* [EXERCISE AIM] Each entry below is to be printed verbatim.

* [GIVEN DATA]
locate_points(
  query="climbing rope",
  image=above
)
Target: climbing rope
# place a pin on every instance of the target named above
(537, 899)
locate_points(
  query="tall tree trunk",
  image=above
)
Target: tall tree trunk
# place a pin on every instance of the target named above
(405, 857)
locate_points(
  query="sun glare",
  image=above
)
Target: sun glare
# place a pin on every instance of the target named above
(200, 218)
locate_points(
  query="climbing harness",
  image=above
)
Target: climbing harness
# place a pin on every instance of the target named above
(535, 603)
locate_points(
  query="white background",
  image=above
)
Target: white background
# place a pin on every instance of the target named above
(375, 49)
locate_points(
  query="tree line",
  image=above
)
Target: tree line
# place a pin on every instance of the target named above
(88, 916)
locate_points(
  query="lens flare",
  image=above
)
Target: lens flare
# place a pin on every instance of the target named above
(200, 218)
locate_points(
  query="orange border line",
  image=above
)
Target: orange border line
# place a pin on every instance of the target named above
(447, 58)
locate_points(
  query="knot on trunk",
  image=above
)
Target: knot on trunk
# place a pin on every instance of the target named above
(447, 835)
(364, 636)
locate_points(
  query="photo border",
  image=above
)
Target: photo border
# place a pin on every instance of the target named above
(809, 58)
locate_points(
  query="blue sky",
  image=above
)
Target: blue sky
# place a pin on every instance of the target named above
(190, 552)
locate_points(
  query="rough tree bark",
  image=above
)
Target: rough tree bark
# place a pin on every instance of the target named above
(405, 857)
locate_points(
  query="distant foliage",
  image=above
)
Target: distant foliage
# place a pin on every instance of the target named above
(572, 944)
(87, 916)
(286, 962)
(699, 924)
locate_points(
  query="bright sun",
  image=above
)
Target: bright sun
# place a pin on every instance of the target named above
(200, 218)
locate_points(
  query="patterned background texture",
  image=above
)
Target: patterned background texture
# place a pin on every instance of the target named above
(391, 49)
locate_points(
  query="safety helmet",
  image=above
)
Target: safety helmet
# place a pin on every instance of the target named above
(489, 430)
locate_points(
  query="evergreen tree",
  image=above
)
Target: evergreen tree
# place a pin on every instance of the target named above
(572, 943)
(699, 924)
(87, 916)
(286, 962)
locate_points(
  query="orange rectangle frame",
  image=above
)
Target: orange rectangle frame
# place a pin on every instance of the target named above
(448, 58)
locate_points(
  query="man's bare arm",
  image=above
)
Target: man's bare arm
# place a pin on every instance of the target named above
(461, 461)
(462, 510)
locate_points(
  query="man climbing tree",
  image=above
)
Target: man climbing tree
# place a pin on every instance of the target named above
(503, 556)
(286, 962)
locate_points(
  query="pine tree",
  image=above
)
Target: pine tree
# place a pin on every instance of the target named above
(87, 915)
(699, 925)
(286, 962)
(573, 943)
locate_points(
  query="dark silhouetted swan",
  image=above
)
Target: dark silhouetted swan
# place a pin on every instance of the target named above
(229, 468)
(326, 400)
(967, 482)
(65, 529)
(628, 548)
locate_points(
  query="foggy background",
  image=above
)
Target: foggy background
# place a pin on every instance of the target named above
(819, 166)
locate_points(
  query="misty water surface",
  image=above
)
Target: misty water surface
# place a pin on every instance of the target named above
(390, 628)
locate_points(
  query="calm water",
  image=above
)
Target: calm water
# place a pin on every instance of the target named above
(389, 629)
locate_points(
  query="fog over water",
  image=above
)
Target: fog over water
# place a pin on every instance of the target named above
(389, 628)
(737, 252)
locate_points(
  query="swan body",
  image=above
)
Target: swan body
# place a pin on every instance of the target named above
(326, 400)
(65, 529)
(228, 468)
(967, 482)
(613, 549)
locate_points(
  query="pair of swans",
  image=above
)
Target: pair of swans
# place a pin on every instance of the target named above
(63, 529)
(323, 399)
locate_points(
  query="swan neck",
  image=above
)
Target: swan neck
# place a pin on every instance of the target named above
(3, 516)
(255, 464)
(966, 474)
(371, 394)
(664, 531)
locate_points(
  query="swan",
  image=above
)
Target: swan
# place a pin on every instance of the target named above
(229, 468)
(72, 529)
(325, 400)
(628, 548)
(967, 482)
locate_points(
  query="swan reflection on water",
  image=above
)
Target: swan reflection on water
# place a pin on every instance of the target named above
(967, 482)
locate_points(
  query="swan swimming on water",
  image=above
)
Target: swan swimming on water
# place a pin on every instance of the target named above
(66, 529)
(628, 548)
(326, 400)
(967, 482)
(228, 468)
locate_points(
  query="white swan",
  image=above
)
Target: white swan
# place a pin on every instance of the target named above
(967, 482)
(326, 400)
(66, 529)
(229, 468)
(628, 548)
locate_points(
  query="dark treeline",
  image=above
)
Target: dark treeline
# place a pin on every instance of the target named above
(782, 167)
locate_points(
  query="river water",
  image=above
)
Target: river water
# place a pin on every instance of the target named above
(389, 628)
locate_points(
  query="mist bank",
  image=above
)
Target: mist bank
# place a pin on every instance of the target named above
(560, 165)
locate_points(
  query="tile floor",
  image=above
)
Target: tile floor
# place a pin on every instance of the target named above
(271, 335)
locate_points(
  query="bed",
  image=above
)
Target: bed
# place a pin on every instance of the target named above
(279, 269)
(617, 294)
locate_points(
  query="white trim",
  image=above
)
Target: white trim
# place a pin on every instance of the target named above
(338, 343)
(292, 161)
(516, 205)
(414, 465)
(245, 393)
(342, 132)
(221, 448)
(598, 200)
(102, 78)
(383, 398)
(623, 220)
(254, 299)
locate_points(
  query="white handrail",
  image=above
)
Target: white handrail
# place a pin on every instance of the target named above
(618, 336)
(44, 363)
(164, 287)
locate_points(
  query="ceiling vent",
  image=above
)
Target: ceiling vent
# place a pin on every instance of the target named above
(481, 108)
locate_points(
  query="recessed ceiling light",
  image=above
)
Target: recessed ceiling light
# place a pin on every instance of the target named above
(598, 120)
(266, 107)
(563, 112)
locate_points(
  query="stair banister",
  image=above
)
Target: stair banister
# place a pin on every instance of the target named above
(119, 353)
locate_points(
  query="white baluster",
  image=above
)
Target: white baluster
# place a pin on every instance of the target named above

* [WORKED SOLUTION]
locate_points(
  query="climbing rope",
  image=above
)
Target: climbing rope
# place a pin on every instance of the target named above
(537, 899)
locate_points(
  query="tall tree trunk",
  image=above
)
Target: tall tree trunk
# place a pin on every instance of the target named above
(405, 857)
locate_points(
  query="sun glare",
  image=above
)
Target: sun glare
# place a pin on every instance of the target named above
(200, 218)
locate_points(
  query="climbing harness",
  image=above
)
Target: climbing harness
# place a pin on every instance of the target named above
(535, 603)
locate_points(
  query="white background",
  image=above
)
Target: white background
# place a pin on every instance of the target named above
(375, 49)
locate_points(
  query="tree line",
  image=above
)
Target: tree line
# place a pin on every instance of the target named above
(88, 916)
locate_points(
  query="lens flare",
  image=above
)
Target: lens flare
# place a pin on every instance of the target named above
(200, 218)
locate_points(
  query="orange border line",
  image=above
)
Target: orange border line
# place a pin on every instance of the target named above
(447, 58)
locate_points(
  query="knot on trunk",
  image=above
)
Target: knot on trunk
# place a pin on every instance of the target named above
(447, 835)
(364, 636)
locate_points(
  query="photo border",
  image=above
)
Target: photo border
# place a pin on every instance of the target named above
(809, 58)
locate_points(
  query="blue sky",
  image=above
)
Target: blue sky
# place a pin on every instance of the target named above
(190, 552)
locate_points(
  query="rough tree bark",
  image=above
)
Target: rough tree bark
# place a pin on every instance of the target named above
(405, 857)
locate_points(
  query="distant foliage",
  image=above
)
Target: distant foliage
# place a pin on every instance of the target named above
(572, 944)
(87, 916)
(286, 962)
(699, 924)
locate_points(
  query="bright sun",
  image=above
)
Target: bright sun
# place a pin on every instance of the target named above
(200, 218)
locate_points(
  query="patterned background texture",
  image=above
)
Target: patterned background texture
# place a pin on every instance of the target named above
(391, 49)
locate_points(
  query="safety helmet",
  image=above
)
Target: safety helmet
# place a pin on every instance of the target named above
(489, 430)
locate_points(
  query="evergreen tree",
  image=above
)
Target: evergreen tree
# place a pin on every instance of the target named above
(572, 943)
(699, 924)
(87, 916)
(286, 962)
locate_points(
  query="orange rectangle frame",
  image=above
)
Target: orange rectangle frame
# place a pin on every instance of the target named above
(448, 58)
locate_points(
  query="man's bare arm",
  image=above
)
Target: man's bare arm
# place a pin on every instance of the target named above
(461, 461)
(462, 510)
locate_points(
  query="man climbing tree",
  image=above
)
Target: man climbing tree
# place a pin on every instance of the target named above
(503, 556)
(286, 962)
locate_points(
  query="pine tree",
  image=above
)
Target: pine tree
# place a pin on every instance of the target named above
(87, 915)
(699, 925)
(286, 962)
(573, 943)
locate_points(
  query="dark silhouetted swan",
  image=above
)
Target: dark silhouetted swan
# place a pin on every instance of the target named above
(229, 468)
(326, 400)
(967, 482)
(65, 529)
(628, 548)
locate_points(
  query="foggy background",
  image=above
)
Target: foggy background
# place a pin on every instance of the target named above
(819, 166)
locate_points(
  query="misty water surface",
  image=above
)
Target: misty water surface
# place a pin on every instance of the target named above
(390, 628)
locate_points(
  query="calm water",
  image=above
)
Target: calm water
# place a pin on every instance of the target named above
(389, 629)
locate_points(
  query="fog over water",
  image=above
)
Target: fog over water
# place a pin on every instance of the target named above
(389, 628)
(737, 252)
locate_points(
  query="swan body",
  image=above
)
Target: swan body
# place a pin on every instance of the target named above
(326, 400)
(65, 529)
(228, 468)
(967, 482)
(613, 549)
locate_points(
  query="pair of swans",
  image=above
)
Target: pair of swans
# place a pin on every instance of the target named above
(63, 529)
(323, 399)
locate_points(
  query="swan neck",
  image=above
)
Target: swan neck
# place a pin on every instance of the target named above
(3, 516)
(255, 464)
(966, 474)
(371, 394)
(664, 531)
locate_points(
  query="swan",
  image=above
)
Target: swan
# place a pin on every instance of the target named above
(229, 468)
(72, 529)
(325, 400)
(628, 548)
(967, 482)
locate_points(
  query="swan reflection on water",
  image=above
)
Target: swan reflection on water
# place a pin on every instance of the target named above
(967, 482)
locate_points(
  query="swan swimming on water",
  image=above
)
Target: swan swimming on water
# place a pin on every instance of the target named above
(66, 529)
(628, 548)
(326, 400)
(967, 482)
(228, 468)
locate_points(
  query="white swan",
  image=above
)
Target: white swan
# place a pin on every instance of the target named above
(967, 482)
(326, 400)
(66, 529)
(229, 468)
(628, 548)
locate_points(
  query="dark treeline",
  image=above
)
Target: dark treeline
# place a pin on every instance of the target named above
(782, 167)
locate_points(
  query="river water",
  image=above
)
Target: river water
# place a pin on every instance of the target named above
(389, 628)
locate_points(
  query="mist bank",
  image=above
)
Target: mist bank
# place a pin on every instance of the target named above
(560, 165)
locate_points(
  query="tile floor",
  image=above
)
Target: tile floor
# place a pin on every instance of the target named above
(271, 335)
locate_points(
  query="bed",
  image=above
)
Target: bed
# place a pin on every instance of the target named above
(279, 269)
(617, 294)
locate_points(
  query="white trim",
  image=above
)
Target: white trim
# place a pin on every instance of the target named above
(338, 343)
(292, 161)
(516, 205)
(414, 465)
(245, 393)
(342, 132)
(221, 448)
(598, 200)
(102, 78)
(383, 398)
(623, 220)
(254, 299)
locate_points(
  query="white handrail",
  image=above
)
Target: white handrail
# place a pin on every instance of the target named above
(618, 336)
(44, 363)
(164, 287)
locate_points(
  query="ceiling vent",
  image=above
)
Target: ceiling vent
# place a pin on every instance of the target named above
(481, 108)
locate_points(
  query="recessed ceiling light",
  image=above
)
Target: recessed ceiling light
# place a pin on every instance of the target named above
(598, 120)
(266, 107)
(563, 112)
locate_points(
  query="stair banister",
  image=above
)
Target: stair banister
# place a pin on every instance of the target named above
(119, 353)
locate_points(
  query="white baluster",
  image=above
)
Target: white baluster
# place a pin on every instance of the target named above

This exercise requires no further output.